Dataset excerpt:
>>>
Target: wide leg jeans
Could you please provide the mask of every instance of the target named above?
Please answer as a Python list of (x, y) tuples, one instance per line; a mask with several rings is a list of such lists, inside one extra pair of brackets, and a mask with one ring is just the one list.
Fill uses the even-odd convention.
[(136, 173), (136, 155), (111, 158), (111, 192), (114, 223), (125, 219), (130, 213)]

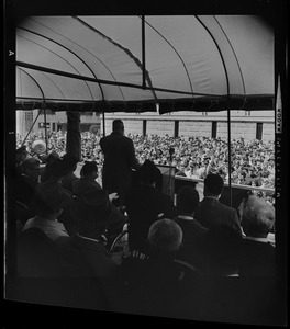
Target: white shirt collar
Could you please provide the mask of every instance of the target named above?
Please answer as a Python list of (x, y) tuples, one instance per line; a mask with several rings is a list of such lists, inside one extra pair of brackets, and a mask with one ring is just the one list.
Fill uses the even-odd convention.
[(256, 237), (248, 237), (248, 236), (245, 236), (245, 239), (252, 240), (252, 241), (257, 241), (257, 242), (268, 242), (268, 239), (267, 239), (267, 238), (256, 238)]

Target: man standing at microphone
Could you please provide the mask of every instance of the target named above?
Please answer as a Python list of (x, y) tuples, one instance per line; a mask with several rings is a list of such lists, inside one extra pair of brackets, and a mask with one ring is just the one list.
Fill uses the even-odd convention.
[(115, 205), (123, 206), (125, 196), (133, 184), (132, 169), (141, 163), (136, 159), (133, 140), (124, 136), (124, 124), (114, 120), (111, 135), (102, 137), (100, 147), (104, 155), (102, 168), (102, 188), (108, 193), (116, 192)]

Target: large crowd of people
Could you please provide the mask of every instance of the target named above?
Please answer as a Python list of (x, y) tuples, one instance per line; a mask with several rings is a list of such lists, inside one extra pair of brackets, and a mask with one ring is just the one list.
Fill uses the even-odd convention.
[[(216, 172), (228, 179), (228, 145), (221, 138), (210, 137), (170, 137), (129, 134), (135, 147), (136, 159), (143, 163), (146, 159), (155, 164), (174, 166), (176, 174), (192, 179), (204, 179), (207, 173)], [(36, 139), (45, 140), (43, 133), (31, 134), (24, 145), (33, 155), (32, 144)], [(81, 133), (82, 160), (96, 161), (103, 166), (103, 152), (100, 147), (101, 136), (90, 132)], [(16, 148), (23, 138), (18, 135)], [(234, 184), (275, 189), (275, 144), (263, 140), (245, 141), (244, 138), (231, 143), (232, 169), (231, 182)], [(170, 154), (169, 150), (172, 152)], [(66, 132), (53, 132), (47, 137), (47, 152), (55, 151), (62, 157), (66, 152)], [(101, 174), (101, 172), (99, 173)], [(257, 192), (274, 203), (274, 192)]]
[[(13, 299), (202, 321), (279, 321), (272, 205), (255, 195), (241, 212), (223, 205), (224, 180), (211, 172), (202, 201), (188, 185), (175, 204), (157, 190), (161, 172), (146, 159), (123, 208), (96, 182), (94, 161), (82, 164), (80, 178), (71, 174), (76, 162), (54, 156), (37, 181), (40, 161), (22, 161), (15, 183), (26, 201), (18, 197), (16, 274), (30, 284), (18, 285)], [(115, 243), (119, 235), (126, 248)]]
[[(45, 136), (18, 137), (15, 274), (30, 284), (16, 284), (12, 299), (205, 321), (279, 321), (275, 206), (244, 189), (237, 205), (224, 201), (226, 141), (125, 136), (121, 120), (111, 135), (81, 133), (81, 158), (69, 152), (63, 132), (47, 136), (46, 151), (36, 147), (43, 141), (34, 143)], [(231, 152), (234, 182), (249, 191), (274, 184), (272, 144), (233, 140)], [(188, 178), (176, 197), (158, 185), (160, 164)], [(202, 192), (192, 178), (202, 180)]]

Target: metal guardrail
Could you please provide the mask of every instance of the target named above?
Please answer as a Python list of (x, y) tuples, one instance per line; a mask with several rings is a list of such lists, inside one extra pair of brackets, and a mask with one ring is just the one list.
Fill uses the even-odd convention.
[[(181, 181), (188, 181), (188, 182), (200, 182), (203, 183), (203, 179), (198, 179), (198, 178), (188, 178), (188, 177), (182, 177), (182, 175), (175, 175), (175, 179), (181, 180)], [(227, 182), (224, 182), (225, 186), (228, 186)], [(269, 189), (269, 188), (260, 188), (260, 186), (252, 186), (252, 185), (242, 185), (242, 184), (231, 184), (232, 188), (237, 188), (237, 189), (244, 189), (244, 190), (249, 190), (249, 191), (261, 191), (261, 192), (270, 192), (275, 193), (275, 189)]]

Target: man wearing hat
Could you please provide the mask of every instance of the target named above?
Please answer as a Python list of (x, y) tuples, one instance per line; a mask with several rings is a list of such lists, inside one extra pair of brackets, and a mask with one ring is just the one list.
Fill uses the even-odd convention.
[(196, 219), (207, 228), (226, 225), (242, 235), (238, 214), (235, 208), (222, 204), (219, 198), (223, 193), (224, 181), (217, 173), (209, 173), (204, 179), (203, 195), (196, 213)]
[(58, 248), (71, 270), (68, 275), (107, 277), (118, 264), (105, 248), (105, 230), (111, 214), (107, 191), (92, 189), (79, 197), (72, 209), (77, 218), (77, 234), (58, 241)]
<<<
>>>
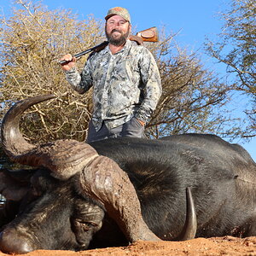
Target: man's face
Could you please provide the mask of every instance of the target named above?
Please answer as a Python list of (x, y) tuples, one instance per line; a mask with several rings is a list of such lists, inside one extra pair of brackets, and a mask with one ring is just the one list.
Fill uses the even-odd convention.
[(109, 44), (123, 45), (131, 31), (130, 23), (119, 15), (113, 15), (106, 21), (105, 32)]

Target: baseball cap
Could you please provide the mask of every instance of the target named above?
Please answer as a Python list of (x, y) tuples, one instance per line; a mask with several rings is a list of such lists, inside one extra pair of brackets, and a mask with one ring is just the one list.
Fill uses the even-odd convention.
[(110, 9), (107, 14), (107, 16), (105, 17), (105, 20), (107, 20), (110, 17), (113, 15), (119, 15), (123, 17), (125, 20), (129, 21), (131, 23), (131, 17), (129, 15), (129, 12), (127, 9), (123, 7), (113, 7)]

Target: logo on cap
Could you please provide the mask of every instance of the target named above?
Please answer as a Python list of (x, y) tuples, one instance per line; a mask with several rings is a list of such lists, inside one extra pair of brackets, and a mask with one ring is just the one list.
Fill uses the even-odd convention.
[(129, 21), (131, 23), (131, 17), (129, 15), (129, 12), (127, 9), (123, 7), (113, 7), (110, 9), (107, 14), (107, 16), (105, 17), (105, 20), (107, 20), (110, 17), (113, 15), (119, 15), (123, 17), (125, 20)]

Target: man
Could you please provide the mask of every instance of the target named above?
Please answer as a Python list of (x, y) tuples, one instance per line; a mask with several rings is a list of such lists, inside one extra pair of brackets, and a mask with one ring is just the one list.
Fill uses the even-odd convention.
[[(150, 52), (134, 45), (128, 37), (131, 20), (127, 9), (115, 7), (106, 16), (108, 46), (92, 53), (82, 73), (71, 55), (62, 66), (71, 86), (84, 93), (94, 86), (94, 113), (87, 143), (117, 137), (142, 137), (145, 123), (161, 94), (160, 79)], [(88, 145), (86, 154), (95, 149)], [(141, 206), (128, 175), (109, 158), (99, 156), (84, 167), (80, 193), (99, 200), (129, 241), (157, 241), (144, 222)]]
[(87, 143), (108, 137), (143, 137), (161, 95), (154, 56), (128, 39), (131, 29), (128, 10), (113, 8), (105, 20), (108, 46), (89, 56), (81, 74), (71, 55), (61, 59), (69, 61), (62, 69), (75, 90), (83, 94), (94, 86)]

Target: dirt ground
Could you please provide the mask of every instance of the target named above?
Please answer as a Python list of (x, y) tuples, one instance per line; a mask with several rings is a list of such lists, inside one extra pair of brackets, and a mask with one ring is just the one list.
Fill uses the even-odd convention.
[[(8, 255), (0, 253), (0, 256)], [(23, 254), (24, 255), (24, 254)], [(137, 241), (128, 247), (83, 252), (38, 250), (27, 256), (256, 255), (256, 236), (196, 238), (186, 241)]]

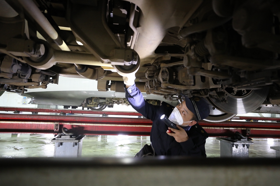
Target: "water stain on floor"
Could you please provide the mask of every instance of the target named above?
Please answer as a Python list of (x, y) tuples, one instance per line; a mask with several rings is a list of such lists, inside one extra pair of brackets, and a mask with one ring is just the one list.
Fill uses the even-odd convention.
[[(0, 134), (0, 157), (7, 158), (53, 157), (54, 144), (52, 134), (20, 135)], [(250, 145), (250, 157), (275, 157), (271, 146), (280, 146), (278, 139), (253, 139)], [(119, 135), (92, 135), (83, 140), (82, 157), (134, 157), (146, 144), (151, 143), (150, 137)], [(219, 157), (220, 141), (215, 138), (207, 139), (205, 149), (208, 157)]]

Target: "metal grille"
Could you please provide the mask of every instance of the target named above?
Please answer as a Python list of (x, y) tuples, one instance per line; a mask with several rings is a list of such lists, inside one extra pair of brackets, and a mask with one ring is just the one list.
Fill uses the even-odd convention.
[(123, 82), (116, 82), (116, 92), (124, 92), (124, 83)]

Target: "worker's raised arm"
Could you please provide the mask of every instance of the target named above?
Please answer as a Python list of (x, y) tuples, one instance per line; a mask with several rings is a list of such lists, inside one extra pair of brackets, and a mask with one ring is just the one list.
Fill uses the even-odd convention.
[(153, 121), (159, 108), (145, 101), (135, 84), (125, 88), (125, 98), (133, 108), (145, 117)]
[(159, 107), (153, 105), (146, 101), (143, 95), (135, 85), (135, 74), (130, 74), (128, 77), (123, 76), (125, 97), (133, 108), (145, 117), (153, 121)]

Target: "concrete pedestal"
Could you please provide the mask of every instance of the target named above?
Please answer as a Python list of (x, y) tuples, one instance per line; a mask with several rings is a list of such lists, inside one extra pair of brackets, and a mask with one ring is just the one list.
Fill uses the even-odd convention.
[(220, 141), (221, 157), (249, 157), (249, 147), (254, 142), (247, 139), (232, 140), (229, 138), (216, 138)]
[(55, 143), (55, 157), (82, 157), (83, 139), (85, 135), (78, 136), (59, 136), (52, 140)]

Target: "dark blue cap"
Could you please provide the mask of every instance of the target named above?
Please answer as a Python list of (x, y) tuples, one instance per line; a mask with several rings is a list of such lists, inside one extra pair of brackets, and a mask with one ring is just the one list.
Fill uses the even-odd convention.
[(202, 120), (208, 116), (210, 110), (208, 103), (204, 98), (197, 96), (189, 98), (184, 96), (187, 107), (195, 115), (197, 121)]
<<<
Requirements: Collect every line of the entries above that contains the word "metal", and treat uppercase and lowercase as different.

Solution below:
Target: metal guardrail
Target: "metal grille"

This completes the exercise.